Exercise aim:
Find the line with "Target: fish mouth". Repeat it and each line after it, exactly, down to the end of the records below.

◇ ◇ ◇ ◇ ◇

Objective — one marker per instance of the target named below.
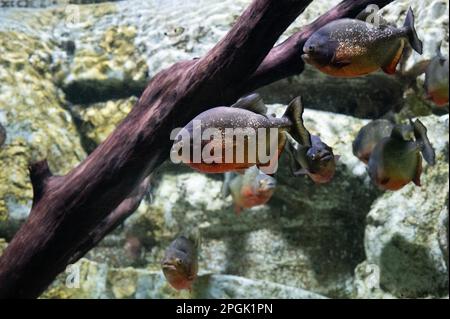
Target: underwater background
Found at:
(69, 74)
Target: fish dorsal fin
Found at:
(420, 133)
(193, 235)
(295, 113)
(253, 103)
(442, 59)
(419, 169)
(397, 133)
(226, 184)
(391, 67)
(371, 16)
(298, 151)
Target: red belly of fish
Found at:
(395, 185)
(253, 201)
(352, 70)
(219, 168)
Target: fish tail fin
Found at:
(194, 235)
(420, 133)
(226, 184)
(253, 103)
(413, 38)
(294, 113)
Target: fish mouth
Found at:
(306, 57)
(169, 266)
(323, 157)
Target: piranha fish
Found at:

◇ ◇ ◇ ◇ ◇

Exercise output:
Target: fish mouth
Found at:
(306, 57)
(169, 266)
(323, 157)
Target: piranha fish
Found at:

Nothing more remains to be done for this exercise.